**About this exercise**
Reproduce, word for word, the part of the text below on the harboring trial sentences, starting with "Alice Hamilton Davis" and going on through "thirty days in jail.".

L. C. Barrow was next. Four years younger than Clyde, L. C. had been involved from the first in helping Clyde and Bonnie. He met with them many times, did errands, provided support and intelligence, and even traveled with them a few times. He was one of the few people Clyde trusted completely. Fortunately for him, he was never with them when they encountered the law. Now twenty-one years old, L. C. was well known to Dallas police as a criminal in his own right and was accused of robbery and car theft as well as harboring. He was given one year and one day in a federal penitentiary.
Audrey Barrow was the sixteen-year-old wife of L. C. Barrow. She had no record but admitted being with L. C. once when he met with Clyde. She was given fifteen days in jail.
Blanche Caldwell Barrow, twenty-four, was Clyde’s sister-in-law, the wife of his brother Buck. She and Buck were with Bonnie and Clyde for almost four months in 1933, during which time three lawmen were killed. Blanche was captured and tried by the state of Missouri as an accessory in the gunfight at Platte City. She was currently serving ten years in that state. On the federal charge, Blanche was given one year and a day.
Hilton Bybee was brought to the courtroom from the state prison at Huntsville, Texas. He was one of the prisoners involved in the Eastham Prison Farm escape in January 1934. He stayed with Bonnie and Clyde for a few days and helped them rob one bank. He was sentenced to ninety days in jail, an essentially meaningless gesture since he was already serving a life term for murder in a case unrelated to the Barrows.
Joe Chambliss was the
father of Mary O’Dare, the wife of Gene O’Dare, Raymond Hamilton’s partner in a bank robbery. After her husband was put in jail, Mary became Raymond’s girlfriend and traveled with Bonnie and Clyde for a few weeks in early 1934. Joe, her father, was evidently involved in some of the meetings, because he was given sixty days in jail.
Alice Hamilton Davis was the mother of Raymond and Floyd Hamilton. She was involved in the harboring trial mainly because her two sons were Clyde Barrow’s friends and sometime partners. She was given thirty days in jail.
Steve Davis was Alice’s husband and the Hamilton boys’ stepfather. Steve was known to have been involved in some petty theft, but his involvement with Bonnie and Clyde was minor. Davis received ninety days in jail.

**Material provided**
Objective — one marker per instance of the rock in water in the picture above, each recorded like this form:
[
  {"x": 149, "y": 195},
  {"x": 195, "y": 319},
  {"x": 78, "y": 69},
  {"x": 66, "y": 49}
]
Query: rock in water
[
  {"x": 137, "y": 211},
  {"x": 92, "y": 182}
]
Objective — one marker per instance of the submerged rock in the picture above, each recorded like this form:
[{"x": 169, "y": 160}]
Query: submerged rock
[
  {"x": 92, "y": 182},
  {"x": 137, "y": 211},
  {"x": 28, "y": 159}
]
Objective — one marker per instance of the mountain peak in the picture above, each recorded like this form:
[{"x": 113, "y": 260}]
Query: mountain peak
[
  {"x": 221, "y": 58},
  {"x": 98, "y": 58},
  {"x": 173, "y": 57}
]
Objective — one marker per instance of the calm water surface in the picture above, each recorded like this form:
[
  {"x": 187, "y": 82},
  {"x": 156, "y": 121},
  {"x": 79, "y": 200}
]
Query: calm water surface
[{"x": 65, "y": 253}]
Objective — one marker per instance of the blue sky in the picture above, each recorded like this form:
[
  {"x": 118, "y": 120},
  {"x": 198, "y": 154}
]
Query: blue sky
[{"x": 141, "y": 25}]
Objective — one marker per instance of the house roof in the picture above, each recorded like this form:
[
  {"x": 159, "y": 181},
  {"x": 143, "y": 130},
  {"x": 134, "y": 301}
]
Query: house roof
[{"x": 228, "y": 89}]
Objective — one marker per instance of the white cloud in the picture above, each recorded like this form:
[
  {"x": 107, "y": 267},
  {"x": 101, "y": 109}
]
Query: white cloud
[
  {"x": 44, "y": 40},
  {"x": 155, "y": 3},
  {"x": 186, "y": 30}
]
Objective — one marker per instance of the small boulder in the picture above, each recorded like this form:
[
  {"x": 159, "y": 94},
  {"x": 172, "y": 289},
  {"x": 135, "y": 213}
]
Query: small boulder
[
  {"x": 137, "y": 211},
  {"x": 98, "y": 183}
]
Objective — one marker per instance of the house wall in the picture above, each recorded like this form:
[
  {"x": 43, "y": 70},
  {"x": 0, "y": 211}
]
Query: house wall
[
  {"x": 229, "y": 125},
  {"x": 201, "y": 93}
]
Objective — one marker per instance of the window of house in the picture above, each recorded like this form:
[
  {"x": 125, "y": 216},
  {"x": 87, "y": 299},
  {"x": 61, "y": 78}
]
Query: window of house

**Your solution**
Alice Hamilton Davis was the mother of Raymond and Floyd Hamilton. She was involved in the harboring trial mainly because her two sons were Clyde Barrow’s friends and sometime partners. She was given thirty days in jail.